What you should do: Reproduce every one of the rows below word for word, omitting the pictures.
* Begin Material shown *
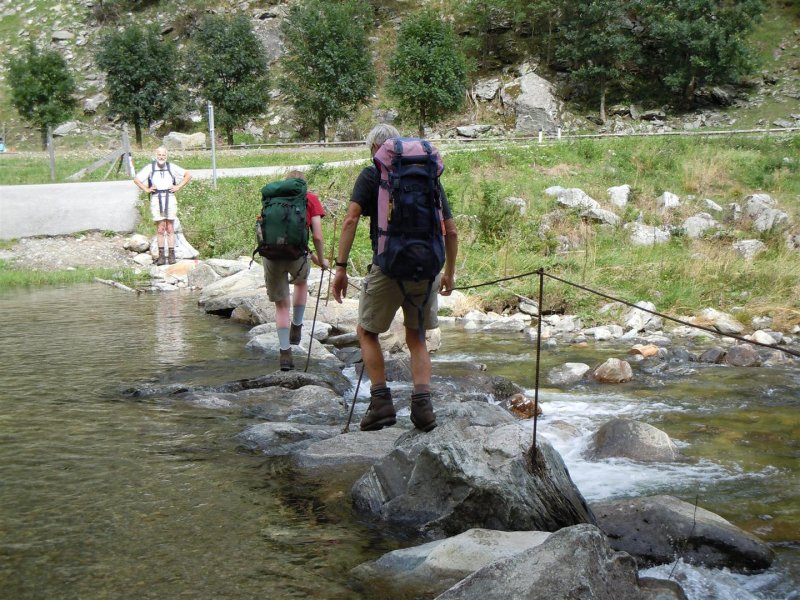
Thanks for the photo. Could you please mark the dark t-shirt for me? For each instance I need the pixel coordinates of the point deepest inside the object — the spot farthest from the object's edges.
(365, 194)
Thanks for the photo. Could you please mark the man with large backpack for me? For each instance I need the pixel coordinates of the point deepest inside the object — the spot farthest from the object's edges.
(162, 180)
(413, 234)
(288, 211)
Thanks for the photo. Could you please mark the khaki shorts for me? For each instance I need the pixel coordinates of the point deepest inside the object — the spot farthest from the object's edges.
(172, 207)
(381, 297)
(278, 274)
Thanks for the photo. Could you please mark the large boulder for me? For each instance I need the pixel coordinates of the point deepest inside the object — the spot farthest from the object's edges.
(659, 529)
(534, 102)
(433, 567)
(575, 562)
(625, 438)
(474, 470)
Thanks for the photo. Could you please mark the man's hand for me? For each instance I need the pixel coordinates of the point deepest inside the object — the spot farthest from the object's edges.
(446, 284)
(340, 285)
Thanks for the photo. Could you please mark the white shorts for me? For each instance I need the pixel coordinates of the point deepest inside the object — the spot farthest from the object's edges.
(170, 210)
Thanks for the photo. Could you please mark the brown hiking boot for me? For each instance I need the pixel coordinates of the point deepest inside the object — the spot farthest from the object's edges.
(380, 413)
(295, 332)
(422, 414)
(286, 362)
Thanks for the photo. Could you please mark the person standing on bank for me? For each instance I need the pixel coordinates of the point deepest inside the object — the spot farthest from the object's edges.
(381, 296)
(279, 273)
(162, 180)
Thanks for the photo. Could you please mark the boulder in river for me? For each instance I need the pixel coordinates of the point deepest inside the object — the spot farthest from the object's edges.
(474, 470)
(660, 529)
(625, 438)
(575, 562)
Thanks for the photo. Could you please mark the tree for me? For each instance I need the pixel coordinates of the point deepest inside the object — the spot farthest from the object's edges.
(141, 76)
(327, 67)
(42, 88)
(427, 71)
(229, 64)
(690, 43)
(597, 45)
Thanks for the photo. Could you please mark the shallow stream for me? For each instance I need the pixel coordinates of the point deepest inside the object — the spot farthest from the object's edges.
(102, 496)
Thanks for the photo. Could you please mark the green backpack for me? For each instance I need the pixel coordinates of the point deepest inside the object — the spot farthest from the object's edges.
(282, 228)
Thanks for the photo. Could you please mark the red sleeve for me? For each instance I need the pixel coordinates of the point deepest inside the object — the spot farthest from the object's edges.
(314, 207)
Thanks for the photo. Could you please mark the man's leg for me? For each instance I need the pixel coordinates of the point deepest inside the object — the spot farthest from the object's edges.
(298, 310)
(381, 411)
(162, 227)
(171, 240)
(422, 414)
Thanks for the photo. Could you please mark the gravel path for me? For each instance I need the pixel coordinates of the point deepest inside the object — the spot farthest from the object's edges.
(62, 252)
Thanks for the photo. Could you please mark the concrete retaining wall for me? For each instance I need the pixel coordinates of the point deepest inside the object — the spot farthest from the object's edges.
(64, 208)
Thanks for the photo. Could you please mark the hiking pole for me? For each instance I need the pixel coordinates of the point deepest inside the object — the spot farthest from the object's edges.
(353, 405)
(314, 322)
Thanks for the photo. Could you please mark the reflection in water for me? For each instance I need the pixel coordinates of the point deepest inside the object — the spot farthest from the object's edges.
(170, 347)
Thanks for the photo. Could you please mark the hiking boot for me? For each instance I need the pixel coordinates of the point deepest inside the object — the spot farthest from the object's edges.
(380, 413)
(422, 414)
(295, 331)
(286, 362)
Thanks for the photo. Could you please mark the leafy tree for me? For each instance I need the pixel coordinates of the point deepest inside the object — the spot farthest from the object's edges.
(141, 79)
(597, 45)
(42, 88)
(229, 64)
(427, 71)
(691, 43)
(328, 70)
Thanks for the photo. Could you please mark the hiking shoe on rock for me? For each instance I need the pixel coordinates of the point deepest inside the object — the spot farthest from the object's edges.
(380, 413)
(295, 331)
(422, 414)
(286, 362)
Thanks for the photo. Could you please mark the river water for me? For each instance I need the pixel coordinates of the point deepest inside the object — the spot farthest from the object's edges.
(102, 496)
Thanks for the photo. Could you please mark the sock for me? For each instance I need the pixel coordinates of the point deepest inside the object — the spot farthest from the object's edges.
(298, 312)
(378, 388)
(283, 338)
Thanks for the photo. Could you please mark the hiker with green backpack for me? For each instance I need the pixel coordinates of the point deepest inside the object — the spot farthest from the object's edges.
(413, 236)
(288, 212)
(161, 180)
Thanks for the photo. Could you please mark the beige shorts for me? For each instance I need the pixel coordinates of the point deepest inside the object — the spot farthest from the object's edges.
(278, 274)
(381, 297)
(172, 207)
* End Material shown *
Solution below:
Thanks for the photo. Could you please mark the dark t-shirt for me? For each instance I need the pixel coordinates of the point deepest inside the object — the spot farthest from the object's edges.
(365, 194)
Thanks for the photo. Could you please mark the man with large backpack for me? For each instance I need the pixel coordinates of the point deepest inside the object — the spot farthest from the object's edges.
(162, 180)
(413, 234)
(288, 211)
Thanks for the photo. Could you please mark the khaki shorts for me? For each instance I need the pixel coordinates of the point deepest inside the object — the spot farthest from the object's edges.
(172, 207)
(381, 297)
(278, 274)
Thanks for the photo. Could you please mark the large boulder for me? For each instance I need the pixel coordinates of the point deepest inside the object — the spot farthest from the object's edges.
(659, 529)
(534, 102)
(433, 567)
(575, 562)
(625, 438)
(474, 470)
Thanks for the photo. Could you please mark the man's hand for me? For each instance I need the pixel coordinates of the point deepest inside the object — the spot farthest from the object's edges.
(446, 284)
(340, 285)
Thanks for the photo. Could you please mark the white shorts for me? For each instance I need the pixel coordinates of the point deepest inside the object — the spot farthest from the object's edges.
(170, 210)
Thanks for the photo. Could you please mark the brown hiking boot for me? For each instance I need the pixel coordinates of the point deepest inside the object — the spot farthest from the object's edges.
(380, 413)
(295, 332)
(422, 414)
(286, 362)
Thanks for the photo. Could you please mark the person standing on bank for me? For each instance I need the pixel coordinates of the point deepest inside the object — the spot farthest from the object's edges.
(381, 296)
(279, 273)
(162, 180)
Thanks for the photo. Could you please mark the boulder in river for me? For each instance I need the pixel coordinates of the point deepest inside the object — the spot farthest from the object's edges.
(474, 470)
(660, 529)
(625, 438)
(575, 562)
Thanks for the photo. Could you please mark the tree for me? For each instance I need the pixel coordinates of the point deepest inside the object — the spot farthest from the object's edges.
(141, 76)
(327, 67)
(42, 88)
(427, 71)
(229, 64)
(690, 43)
(597, 45)
Thanks for the photo. Could you please mark the shallow stream for me? For each instance I need the pixel coordinates of the point deepest inside the object — the spot farthest from the object's edges.
(102, 496)
Thanks for the photo. Could you please mark the green backpack for me? For each instance I need the pixel coordinates of the point deepest inside the object — the spot farthest from the object's edges.
(282, 228)
Thanks for the photo. Could you please mark the red sleeve for me? For each instance I need the pixel coordinates of the point deepest inside the object — the spot farthest from the object's edges.
(314, 207)
Thanks for the photo. Could you please mark the man's leg for me? For each instance I need the pixel coordinates of the point deepest inside the object — the spot farthest from the object's edges.
(298, 310)
(381, 411)
(162, 227)
(171, 240)
(422, 414)
Thanks for the photo. Could you please mark the gravel path for me? For each instance I need the pixel coordinates of the point deepest inside the object — the spot farthest from the object's edges.
(62, 252)
Thanks for the photo. Could you please mark the concrete retaining wall for me? For each instance I need the pixel coordinates of the point deepest inside the object — the spot farthest from the object's edges.
(64, 208)
Thanks for the photo. Could you please mark the hiking pole for me? For each instance I need the pixel coordinates of the point deepest inside the object — the spot farthest from the object's edges.
(353, 405)
(314, 322)
Thanks for the photo. Could you please mark the reflection in water for me? For each instance I need the pixel coordinates of the point deepest inside the object — the spot farthest from the object's edges.
(170, 347)
Thanks for the photo. Could you please mark the hiking boot for me? For each instance I need the pixel coordinates of the point deepest inside the object — the spot farthest from the object's edges.
(380, 413)
(422, 414)
(295, 331)
(286, 362)
Thanks for the photo. Could you please mark the leafy tree for me? For each instance I need the pixel coordinates of the point deepest inside the object — the spot farthest from the object's edges.
(141, 79)
(597, 45)
(42, 88)
(229, 64)
(427, 71)
(691, 43)
(328, 70)
Thanks for the photo. Could you please mark the hiking shoe on rock for me? For each instance I need the pixel coordinates of the point deepest inside the object — the spot farthest from the object's edges.
(380, 413)
(295, 331)
(422, 414)
(286, 362)
Thanks for the photo. Could you please mark the river water for me? For each instance I need the pixel coordinates of the point deepest inside the object — the spot farthest from the object's edges.
(102, 496)
Thanks for the photo. Could you please mark the sock for me? For each instance I need the pixel coordinates of the point deepest inside the object — the spot farthest from the object's edges.
(298, 312)
(378, 388)
(283, 338)
Thanks for the photo. Could you please mark the hiker with green backpack for me? For each instance I need the pixel coordinates of the point deepest inside the object — the spot farthest from the object's edges.
(413, 236)
(288, 212)
(161, 180)
Thanks for the photo. Could you please mark the beige shorts for me? For each instance I need the pixel coordinates of the point deepest inside the object — the spot farthest from the object's edges.
(278, 274)
(381, 297)
(172, 207)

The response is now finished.